[Stored data]
· · · · ·
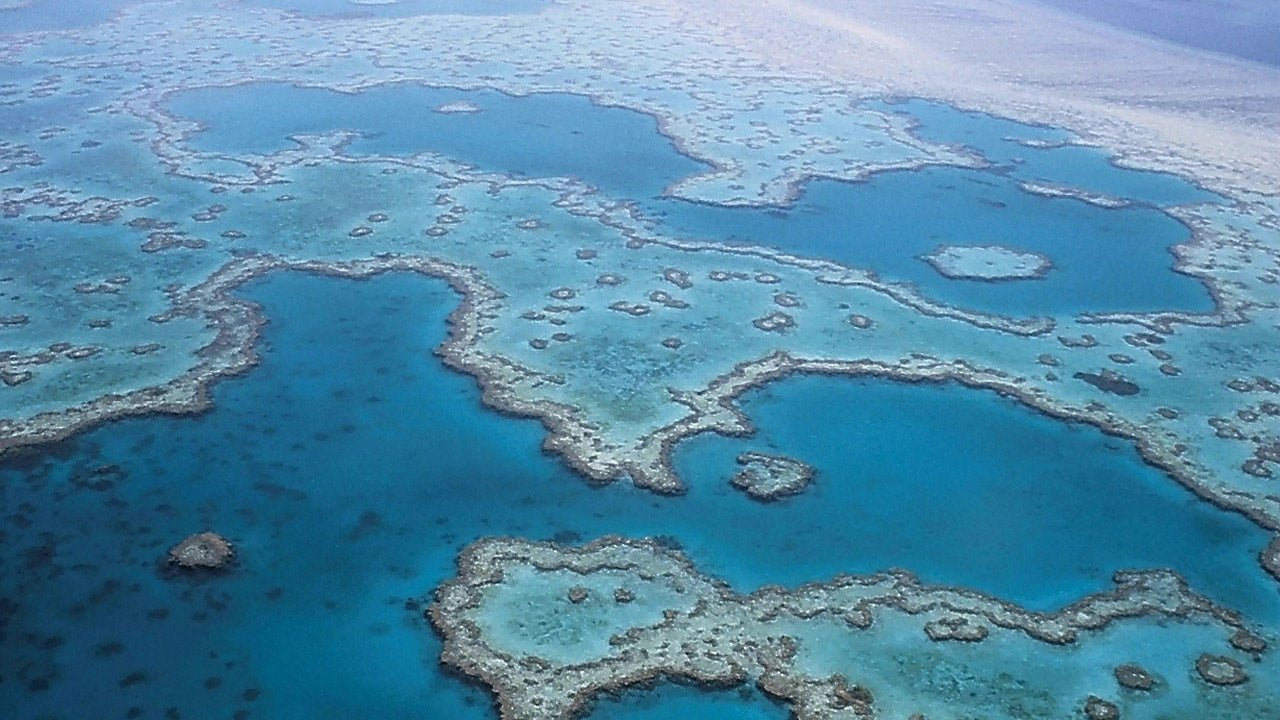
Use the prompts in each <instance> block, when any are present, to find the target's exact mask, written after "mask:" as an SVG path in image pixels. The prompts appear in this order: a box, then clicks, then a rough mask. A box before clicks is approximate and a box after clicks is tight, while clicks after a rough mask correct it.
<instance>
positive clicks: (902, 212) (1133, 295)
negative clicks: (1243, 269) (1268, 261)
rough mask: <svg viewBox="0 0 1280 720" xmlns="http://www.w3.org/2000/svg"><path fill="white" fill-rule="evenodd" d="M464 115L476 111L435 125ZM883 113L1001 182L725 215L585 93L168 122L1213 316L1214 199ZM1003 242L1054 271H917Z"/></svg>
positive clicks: (1023, 288) (951, 301) (387, 87)
mask: <svg viewBox="0 0 1280 720" xmlns="http://www.w3.org/2000/svg"><path fill="white" fill-rule="evenodd" d="M452 102H467V104H471V105H472V106H474V108H475V109H476V110H477V111H471V113H438V111H435V110H436V109H438V108H440V106H443V105H447V104H452ZM872 105H873V106H876V108H879V109H883V110H887V111H895V113H906V114H909V115H910V117H911V118H913V119H915V122H918V123H919V124H920V127H919V129H918V132H919V135H920V136H922V137H924V138H925V140H931V141H936V142H945V143H951V145H964V146H966V147H969V149H972V150H973V151H974V152H978V154H980V155H982V156H984V158H986V159H987V160H988V161H989V167H988V168H986V169H978V170H969V169H957V168H941V167H940V168H927V169H922V170H906V172H887V173H881V174H877V176H874V177H873V178H872V179H870V181H868V182H858V183H850V182H838V181H832V179H813V181H810V182H808V183H806V184H805V186H804V187H803V191H804V192H803V193H801V195H800V197H799V200H797V201H796V202H795V204H792V205H791V206H788V208H723V206H716V205H707V204H699V202H687V201H684V200H676V199H671V197H666V196H664V191H666V188H667V187H668V186H671V184H672V183H675V182H676V181H678V179H681V178H684V177H686V176H690V174H696V173H699V172H703V170H705V169H708V168H709V165H707V164H704V163H699V161H696V160H694V159H690V158H687V156H686V155H682V154H681V152H680V151H678V150H677V149H676V147H675V146H672V143H671V142H669V141H668V140H667V138H666V137H663V136H662V135H660V133H659V132H658V127H657V122H655V120H654V118H652V117H650V115H645V114H643V113H637V111H634V110H626V109H621V108H604V106H600V105H596V104H593V102H591V101H590V100H589V99H588V97H582V96H579V95H571V94H539V95H529V96H524V97H513V96H509V95H504V94H500V92H495V91H488V90H481V91H467V90H457V88H438V87H424V86H419V85H390V86H380V87H374V88H366V90H364V91H361V92H357V94H342V92H334V91H329V90H320V88H301V87H293V86H288V85H247V86H237V87H229V88H228V87H216V88H200V90H191V91H186V92H182V94H178V95H175V96H174V97H172V99H170V102H169V110H170V111H173V113H174V114H177V115H179V117H183V118H189V119H195V120H200V122H201V123H204V124H205V129H204V131H202V132H200V133H197V135H196V136H195V137H193V138H192V140H191V146H192V147H193V149H195V150H200V151H206V152H228V154H239V152H255V154H270V152H274V151H280V150H284V149H288V147H291V146H292V142H291V141H289V140H288V137H289V136H293V135H300V133H319V132H330V131H337V129H351V131H356V132H358V133H360V138H358V140H357V141H355V142H353V143H352V145H351V147H349V152H352V154H374V155H392V156H396V155H412V154H417V152H424V151H434V152H439V154H443V155H448V156H451V158H454V159H458V160H462V161H466V163H471V164H475V165H477V167H479V168H481V169H484V170H489V172H498V173H507V174H513V176H517V177H549V176H566V177H576V178H580V179H582V181H585V182H588V183H590V184H593V186H595V187H599V188H600V190H602V191H603V192H605V193H608V195H609V196H614V197H626V199H634V200H637V201H639V206H640V210H641V213H643V214H644V215H645V217H649V218H652V219H654V220H657V222H658V223H659V229H660V231H662V232H664V233H667V234H671V236H676V237H685V238H691V240H714V241H721V242H730V243H750V245H764V246H772V247H777V249H780V250H785V251H787V252H794V254H799V255H805V256H815V258H824V259H828V260H835V261H838V263H842V264H846V265H851V266H856V268H865V269H870V270H874V272H876V273H877V274H879V275H881V277H882V278H884V279H890V281H896V282H905V283H911V284H914V286H916V287H918V288H919V290H920V292H923V293H924V295H925V296H928V297H931V299H934V300H938V301H941V302H945V304H948V305H956V306H961V307H968V309H974V310H982V311H987V313H995V314H1005V315H1019V316H1025V315H1043V314H1075V313H1083V311H1158V310H1183V311H1210V310H1212V307H1213V305H1212V299H1211V296H1210V293H1208V291H1207V290H1206V288H1204V286H1203V284H1202V283H1201V282H1199V281H1198V279H1196V278H1192V277H1188V275H1184V274H1180V273H1176V272H1175V270H1174V268H1172V265H1174V256H1172V254H1171V252H1170V247H1171V246H1174V245H1176V243H1180V242H1187V241H1189V240H1190V231H1189V229H1188V228H1187V227H1184V225H1183V224H1180V223H1179V222H1178V220H1175V219H1172V218H1171V217H1169V215H1166V214H1164V213H1161V211H1160V208H1162V206H1170V205H1183V204H1192V202H1208V201H1213V200H1215V199H1216V196H1213V195H1211V193H1208V192H1206V191H1203V190H1201V188H1198V187H1196V186H1193V184H1190V183H1187V182H1185V181H1181V179H1179V178H1175V177H1174V176H1167V174H1161V173H1149V172H1137V170H1129V169H1123V168H1119V167H1116V165H1114V164H1112V163H1110V161H1108V159H1107V156H1106V155H1105V154H1102V152H1101V151H1098V150H1094V149H1091V147H1082V146H1074V145H1065V146H1052V147H1028V146H1027V145H1025V143H1024V142H1025V141H1048V142H1062V141H1065V140H1066V137H1065V136H1064V135H1062V133H1061V132H1059V131H1053V129H1050V128H1039V127H1032V126H1025V124H1020V123H1014V122H1010V120H1002V119H997V118H992V117H989V115H983V114H975V113H963V111H959V110H956V109H952V108H948V106H946V105H940V104H932V102H924V101H918V100H913V101H906V102H897V104H884V102H873V104H872ZM404 118H413V120H415V122H412V123H406V122H403V119H404ZM580 147H593V149H595V150H594V151H593V152H581V151H577V149H580ZM1027 181H1034V182H1053V183H1060V184H1068V186H1076V187H1084V188H1089V190H1092V191H1097V192H1105V193H1111V195H1114V196H1115V197H1120V199H1128V200H1130V201H1132V202H1133V205H1132V206H1129V208H1123V209H1106V208H1100V206H1096V205H1092V204H1088V202H1083V201H1080V200H1075V199H1061V197H1043V196H1038V195H1032V193H1029V192H1025V191H1023V190H1020V188H1019V184H1018V183H1019V182H1027ZM992 243H995V245H1006V246H1010V247H1015V249H1019V250H1028V251H1034V252H1039V254H1043V255H1046V256H1048V258H1050V259H1051V260H1052V261H1053V265H1055V268H1053V270H1051V272H1050V274H1048V275H1047V277H1046V278H1044V279H1041V281H1020V282H1005V283H984V282H972V281H954V279H947V278H945V277H942V275H940V274H938V273H937V272H934V270H933V269H932V268H931V266H929V265H928V264H927V263H925V261H923V260H922V259H920V256H922V255H924V254H928V252H929V251H932V250H934V249H936V247H937V246H940V245H992ZM1120 258H1124V260H1125V261H1124V263H1120V261H1117V259H1120Z"/></svg>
· · · · ·
**WHAT IS BEING ASKED**
The answer should consist of every line above, exact and free of images.

**RESPONSE FOR THIS EXERCISE**
Use the prompts in each <instance> block, when any are present, to find the target's exact mask, written after "mask:" as an SVG path in image pixels. The prompts appear in this order: a box, then clicks, then a rough mask. A box before clicks is approximate and a box after clicks is tight, while clicks after a rough mask correct it.
<instance>
positive clicks: (902, 212) (1133, 295)
negative clicks: (1243, 269) (1268, 261)
rough mask: <svg viewBox="0 0 1280 720" xmlns="http://www.w3.org/2000/svg"><path fill="white" fill-rule="evenodd" d="M464 115L476 111L435 125ZM883 113L1001 182L725 215L585 93L168 122L1213 316L1214 199ZM1003 242L1054 271H917Z"/></svg>
positive clicks: (1023, 288) (951, 301) (387, 87)
mask: <svg viewBox="0 0 1280 720" xmlns="http://www.w3.org/2000/svg"><path fill="white" fill-rule="evenodd" d="M452 102H467V104H471V105H472V106H474V108H475V109H476V110H477V111H471V113H438V111H435V110H436V109H438V108H440V106H443V105H447V104H452ZM872 105H873V106H876V108H879V109H883V110H887V111H895V113H906V114H909V115H910V117H911V118H913V119H915V122H918V123H919V124H920V127H919V129H918V132H919V135H920V136H922V137H924V138H925V140H931V141H936V142H945V143H951V145H964V146H966V147H969V149H972V150H973V151H974V152H978V154H980V155H982V156H984V158H986V159H987V160H988V161H989V167H988V168H986V169H978V170H969V169H957V168H941V167H940V168H927V169H922V170H906V172H887V173H881V174H877V176H874V177H873V178H872V179H870V181H868V182H858V183H850V182H838V181H832V179H813V181H810V182H808V183H806V184H805V186H804V187H803V191H804V192H803V193H801V195H800V197H799V200H797V201H796V202H795V204H792V205H791V206H788V208H723V206H716V205H707V204H699V202H687V201H684V200H676V199H671V197H666V196H664V191H666V188H667V187H668V186H671V184H672V183H675V182H676V181H678V179H681V178H684V177H686V176H690V174H696V173H699V172H703V170H705V169H708V168H709V165H707V164H704V163H699V161H696V160H694V159H690V158H687V156H686V155H682V154H681V152H680V151H678V150H677V149H676V147H675V146H672V143H671V142H669V141H668V140H667V138H666V137H663V136H662V135H660V133H659V132H658V127H657V122H655V120H654V118H652V117H650V115H645V114H643V113H637V111H634V110H626V109H621V108H604V106H600V105H596V104H593V102H591V101H590V100H589V99H588V97H582V96H579V95H571V94H539V95H529V96H524V97H513V96H509V95H504V94H500V92H495V91H488V90H481V91H467V90H457V88H438V87H424V86H419V85H390V86H380V87H374V88H366V90H364V91H361V92H357V94H342V92H334V91H329V90H320V88H301V87H293V86H288V85H247V86H237V87H229V88H228V87H216V88H200V90H191V91H186V92H182V94H178V95H175V96H174V97H172V99H170V102H169V110H170V111H173V113H174V114H177V115H179V117H183V118H189V119H195V120H200V122H201V123H204V124H205V129H204V131H202V132H200V133H197V135H196V136H195V137H193V138H192V140H191V146H192V147H193V149H195V150H200V151H206V152H228V154H239V152H255V154H270V152H274V151H280V150H284V149H288V147H291V146H292V142H291V141H289V140H288V137H289V136H293V135H300V133H319V132H330V131H337V129H351V131H356V132H358V133H360V138H358V140H357V141H355V142H353V143H352V145H351V147H349V152H352V154H374V155H392V156H396V155H412V154H417V152H424V151H434V152H439V154H443V155H448V156H451V158H454V159H458V160H462V161H466V163H471V164H475V165H477V167H479V168H481V169H484V170H489V172H498V173H507V174H513V176H517V177H549V176H566V177H576V178H580V179H582V181H585V182H588V183H590V184H593V186H595V187H599V188H600V190H602V191H603V192H605V193H608V195H609V196H614V197H626V199H634V200H637V201H639V206H640V210H641V213H643V214H644V215H645V217H649V218H652V219H654V220H657V222H658V223H659V229H660V231H662V232H664V233H667V234H671V236H676V237H685V238H691V240H714V241H721V242H730V243H750V245H764V246H772V247H777V249H780V250H785V251H787V252H794V254H799V255H805V256H815V258H824V259H828V260H835V261H838V263H842V264H846V265H851V266H856V268H865V269H870V270H874V272H876V273H877V274H879V275H881V277H882V278H884V279H890V281H896V282H905V283H911V284H914V286H916V287H918V288H919V290H920V292H923V293H924V295H925V296H928V297H931V299H934V300H938V301H941V302H945V304H948V305H956V306H961V307H968V309H974V310H982V311H987V313H995V314H1005V315H1019V316H1025V315H1043V314H1075V313H1083V311H1158V310H1183V311H1210V310H1212V307H1213V305H1212V299H1211V296H1210V293H1208V291H1207V290H1206V288H1204V286H1203V284H1202V283H1201V282H1199V281H1198V279H1196V278H1192V277H1188V275H1184V274H1180V273H1176V272H1175V270H1174V268H1172V265H1174V256H1172V254H1171V252H1170V247H1171V246H1174V245H1176V243H1180V242H1187V241H1189V240H1190V231H1189V229H1188V228H1187V227H1184V225H1183V224H1180V223H1179V222H1178V220H1175V219H1172V218H1171V217H1169V215H1166V214H1164V213H1161V211H1160V208H1162V206H1170V205H1183V204H1192V202H1208V201H1213V200H1215V199H1216V196H1213V195H1211V193H1208V192H1206V191H1203V190H1201V188H1198V187H1196V186H1193V184H1190V183H1187V182H1185V181H1181V179H1179V178H1175V177H1174V176H1167V174H1161V173H1149V172H1137V170H1129V169H1123V168H1119V167H1116V165H1114V164H1112V163H1110V161H1108V159H1107V156H1106V155H1105V154H1102V152H1101V151H1098V150H1094V149H1091V147H1082V146H1074V145H1065V146H1052V147H1028V146H1027V145H1025V143H1024V142H1025V141H1048V142H1062V141H1065V140H1066V137H1065V136H1064V135H1062V133H1061V132H1059V131H1053V129H1050V128H1039V127H1032V126H1025V124H1020V123H1014V122H1010V120H1002V119H997V118H992V117H989V115H983V114H975V113H963V111H959V110H956V109H952V108H948V106H946V105H940V104H932V102H924V101H918V100H913V101H906V102H897V104H884V102H873V104H872ZM404 118H413V120H415V122H412V123H406V122H403V119H404ZM580 147H593V149H595V150H594V151H593V152H581V151H577V149H580ZM1027 181H1034V182H1053V183H1060V184H1068V186H1076V187H1084V188H1089V190H1092V191H1097V192H1105V193H1111V195H1114V196H1115V197H1120V199H1128V200H1130V201H1132V202H1133V205H1132V206H1129V208H1123V209H1106V208H1100V206H1096V205H1092V204H1088V202H1083V201H1080V200H1075V199H1061V197H1043V196H1038V195H1032V193H1029V192H1025V191H1023V190H1020V188H1019V184H1018V183H1019V182H1027ZM992 243H995V245H1006V246H1010V247H1015V249H1019V250H1028V251H1034V252H1039V254H1043V255H1046V256H1048V258H1050V259H1051V260H1052V261H1053V265H1055V268H1053V270H1051V272H1050V274H1048V275H1047V277H1046V278H1044V279H1041V281H1020V282H1005V283H984V282H972V281H954V279H947V278H945V277H942V275H940V274H938V273H937V272H934V270H933V269H932V268H931V266H929V265H928V264H927V263H925V261H923V260H922V259H920V256H922V255H924V254H928V252H929V251H932V250H934V249H936V247H937V246H940V245H992ZM1120 258H1124V260H1125V261H1124V263H1120V261H1117V259H1120Z"/></svg>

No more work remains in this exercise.